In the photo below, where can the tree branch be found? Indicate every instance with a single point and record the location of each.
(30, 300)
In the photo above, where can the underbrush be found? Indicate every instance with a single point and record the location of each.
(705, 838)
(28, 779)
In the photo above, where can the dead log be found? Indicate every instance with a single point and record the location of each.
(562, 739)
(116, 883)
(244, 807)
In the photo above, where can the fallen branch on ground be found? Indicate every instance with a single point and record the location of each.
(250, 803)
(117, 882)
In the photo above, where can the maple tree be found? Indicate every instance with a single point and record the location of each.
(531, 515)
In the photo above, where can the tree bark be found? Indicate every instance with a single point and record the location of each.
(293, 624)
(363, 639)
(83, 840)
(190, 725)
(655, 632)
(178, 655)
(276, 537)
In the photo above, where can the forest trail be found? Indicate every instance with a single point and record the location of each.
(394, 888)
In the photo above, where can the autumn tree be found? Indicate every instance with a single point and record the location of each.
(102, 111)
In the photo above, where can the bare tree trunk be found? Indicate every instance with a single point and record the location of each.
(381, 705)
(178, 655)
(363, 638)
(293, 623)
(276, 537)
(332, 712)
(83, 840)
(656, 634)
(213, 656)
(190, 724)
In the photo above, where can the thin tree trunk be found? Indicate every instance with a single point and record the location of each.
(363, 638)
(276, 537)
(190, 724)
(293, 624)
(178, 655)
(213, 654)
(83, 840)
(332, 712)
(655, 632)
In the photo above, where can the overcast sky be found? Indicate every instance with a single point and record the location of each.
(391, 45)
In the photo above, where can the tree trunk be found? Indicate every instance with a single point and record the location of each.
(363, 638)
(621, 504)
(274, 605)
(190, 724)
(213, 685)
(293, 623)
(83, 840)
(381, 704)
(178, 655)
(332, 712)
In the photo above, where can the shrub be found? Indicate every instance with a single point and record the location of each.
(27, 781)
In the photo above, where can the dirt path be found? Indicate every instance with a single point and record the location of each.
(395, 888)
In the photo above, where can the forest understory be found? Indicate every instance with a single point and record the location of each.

####

= TASK BRIEF =
Nothing but the lines from the one that contains "In the photo above, where can the dead" to the end of the listing should be given again, each exactly as it appears.

= EXERCISE OUTPUT =
In the photo above, where can the dead log be found? Indicate every instance with a single point and record the location of each.
(562, 739)
(116, 883)
(244, 807)
In the photo above, where can the fallen branch on ground be found? Indicate every instance with a single point and record the location of each.
(250, 803)
(117, 882)
In the photo above, where can the maple tree be found? Indicate every instance with a single point and record the location of each.
(531, 515)
In the photo above, where can the tree bark be found? Indicate every instance with a single point and record the location of each.
(293, 624)
(363, 639)
(83, 840)
(190, 725)
(655, 632)
(178, 655)
(276, 537)
In the photo above, where can the forest trail be found? Indicate every instance with a single point and record the location of each.
(394, 888)
In the photo above, where can the autumn tree be found? Indicate every instance with a single point and record the location of each.
(102, 111)
In the photo above, where can the bare tree trunk be found? Indicate every instance with a single point and record the location of each.
(381, 705)
(178, 655)
(363, 638)
(293, 623)
(276, 537)
(332, 712)
(83, 840)
(656, 634)
(213, 656)
(190, 724)
In the photo above, where can the thin tree trunk be found? Indicate every instance with a single point and record the location of each.
(363, 638)
(276, 537)
(190, 724)
(293, 624)
(178, 655)
(213, 654)
(83, 840)
(332, 712)
(655, 632)
In the photo above, where can the overcast sky be found? Indicate every instance with a single point and record the location of each.
(391, 45)
In the photo above, where can the tree trunk be found? Indicate every instance with a single point and record the location of each.
(363, 638)
(621, 504)
(274, 605)
(190, 724)
(213, 685)
(293, 623)
(83, 840)
(381, 704)
(178, 655)
(332, 712)
In the photo above, where can the shrub be found? Indicate every instance with a single point and record the location of each.
(27, 781)
In the photo above, where can the dirt path be found? Indicate every instance with a single point and record the location of each.
(395, 888)
In the photo above, where can the forest understory be found? Indicate every instance with a single point and record the location of each.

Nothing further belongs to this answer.